- **Excerpt**
*** Begin section ***
So I went and visited my friend Lauren in the hospital yesterday. She had her 7.5 baby boy and he was the cutest little peanut. I went in, held him for a while, rubbed her feet and listened to the long and exciting story of how the little monkey came to be. I was fine up until the lactation nurse came in. She was so sweet, attentive, informative, and even funny. I got teared up listening to her take Lauren through the whole processs because it hit me that I really actually may never lay in a hospital bed, hold my new baby, and listen to a lactation nurse take me through breastfeeding. With intralipids less than a week away, I can't help but feel a calm like "all is well" and it's the magic potion and solution. But what if it isn't? It would be just my luck to have gone in to my doctor with pages of tests to ask him about, only to have him reject all of them, go through the entire IL process and not get pregnant. THEN we'll find out something else is wrong.
I'm pretty over the whole pregnancy lust anyway. Of course I want a baby, but it is so freakin' exhausting going through the pain, the loss, and then seeing the countless pregnant women and new babies everywhere. Of course I had to see a woman being wheeled out with her newborn leaving the hospital right as I walked in yesterday. Of course. I saw three more pregnant women in the lobby. It's never-ending. So it's utterly exhausting.
I'm ready to get infused. I'm ready to see if it works and I am SO ready to finally see a positive pregnancy test again.
*** End section ***
- **Extracted information**
*** Begin section ***
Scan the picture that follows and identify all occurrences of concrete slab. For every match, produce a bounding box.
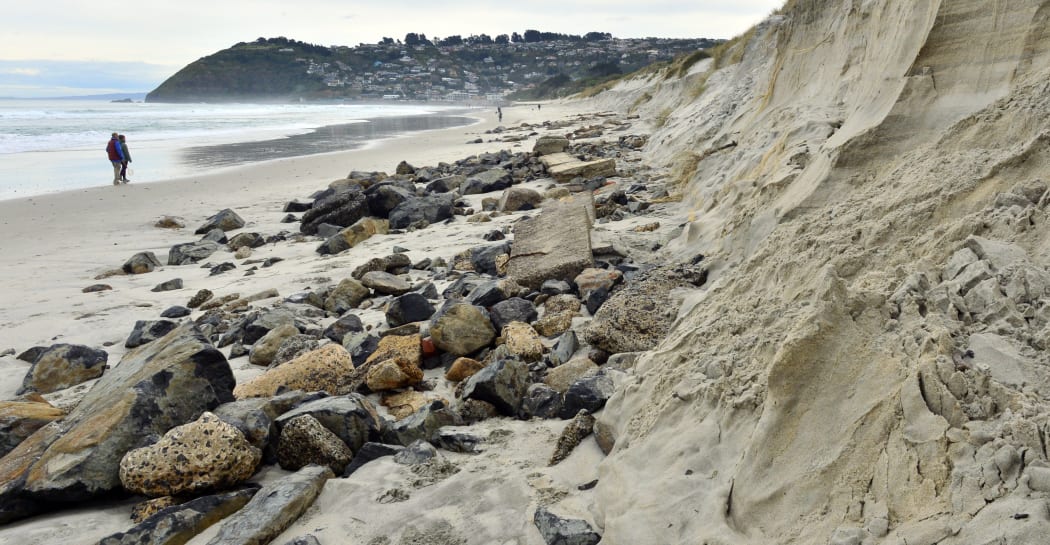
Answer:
[507,193,594,289]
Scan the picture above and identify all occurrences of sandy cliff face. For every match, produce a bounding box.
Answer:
[595,0,1050,545]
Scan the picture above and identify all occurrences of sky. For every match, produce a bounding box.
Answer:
[0,0,784,97]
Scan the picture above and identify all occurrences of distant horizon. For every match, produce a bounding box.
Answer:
[0,0,784,98]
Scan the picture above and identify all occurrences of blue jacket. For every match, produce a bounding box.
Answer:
[106,139,124,161]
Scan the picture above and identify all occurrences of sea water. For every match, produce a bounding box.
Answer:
[0,100,470,200]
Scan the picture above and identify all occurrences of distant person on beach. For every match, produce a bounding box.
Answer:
[117,134,131,184]
[106,132,124,186]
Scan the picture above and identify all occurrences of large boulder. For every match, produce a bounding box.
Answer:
[324,278,372,314]
[234,343,354,399]
[99,486,258,545]
[532,134,569,155]
[500,321,543,361]
[299,185,369,234]
[583,267,707,354]
[0,401,65,457]
[194,208,245,234]
[431,302,496,356]
[120,413,263,498]
[275,394,382,452]
[361,271,412,295]
[364,182,416,217]
[277,415,354,474]
[121,252,161,274]
[317,217,390,255]
[488,297,539,330]
[390,194,453,229]
[208,465,334,545]
[0,324,234,523]
[460,168,513,195]
[463,358,529,416]
[532,507,602,545]
[496,187,543,212]
[385,293,435,328]
[168,240,222,265]
[124,320,179,349]
[248,323,299,366]
[17,343,109,395]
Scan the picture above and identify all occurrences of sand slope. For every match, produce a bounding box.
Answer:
[596,1,1050,544]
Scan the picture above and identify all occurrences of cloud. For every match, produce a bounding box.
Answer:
[0,68,40,78]
[0,60,179,98]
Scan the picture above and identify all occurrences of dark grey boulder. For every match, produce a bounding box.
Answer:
[560,372,615,418]
[582,266,707,354]
[285,533,321,545]
[226,233,266,250]
[0,326,235,523]
[364,183,416,217]
[194,208,245,234]
[275,394,382,450]
[550,330,580,368]
[431,427,482,454]
[351,253,412,279]
[276,415,354,474]
[321,313,364,344]
[161,305,193,318]
[463,358,529,417]
[168,240,219,265]
[208,465,334,545]
[242,309,301,344]
[121,252,161,274]
[382,400,460,446]
[16,343,109,395]
[460,168,513,195]
[149,278,183,292]
[270,335,321,368]
[389,194,453,229]
[197,229,228,244]
[466,280,507,307]
[342,333,379,366]
[394,439,438,465]
[540,279,572,295]
[15,347,47,363]
[99,486,258,545]
[281,201,314,213]
[342,443,404,477]
[361,271,412,295]
[299,186,369,234]
[488,297,539,331]
[522,382,562,418]
[386,293,435,328]
[124,320,179,349]
[213,391,321,462]
[470,242,510,276]
[532,507,602,545]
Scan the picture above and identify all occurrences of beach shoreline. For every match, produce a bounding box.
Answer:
[0,104,582,362]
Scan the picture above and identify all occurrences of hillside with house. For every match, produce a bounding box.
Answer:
[146,30,719,102]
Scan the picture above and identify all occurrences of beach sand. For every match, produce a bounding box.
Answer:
[0,99,629,545]
[0,104,592,361]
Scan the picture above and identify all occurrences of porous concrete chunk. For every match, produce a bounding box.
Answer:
[120,413,263,498]
[208,465,334,545]
[507,195,594,290]
[0,326,234,523]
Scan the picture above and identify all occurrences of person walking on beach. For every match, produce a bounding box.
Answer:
[106,132,124,186]
[117,134,131,184]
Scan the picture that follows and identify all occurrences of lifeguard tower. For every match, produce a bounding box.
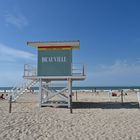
*** End section ***
- **What is required**
According to the blog post about the hospital visit, how many pregnant women did the writer see in the lobby? The items have no connection to the blog post.

- **Answer section**
Three.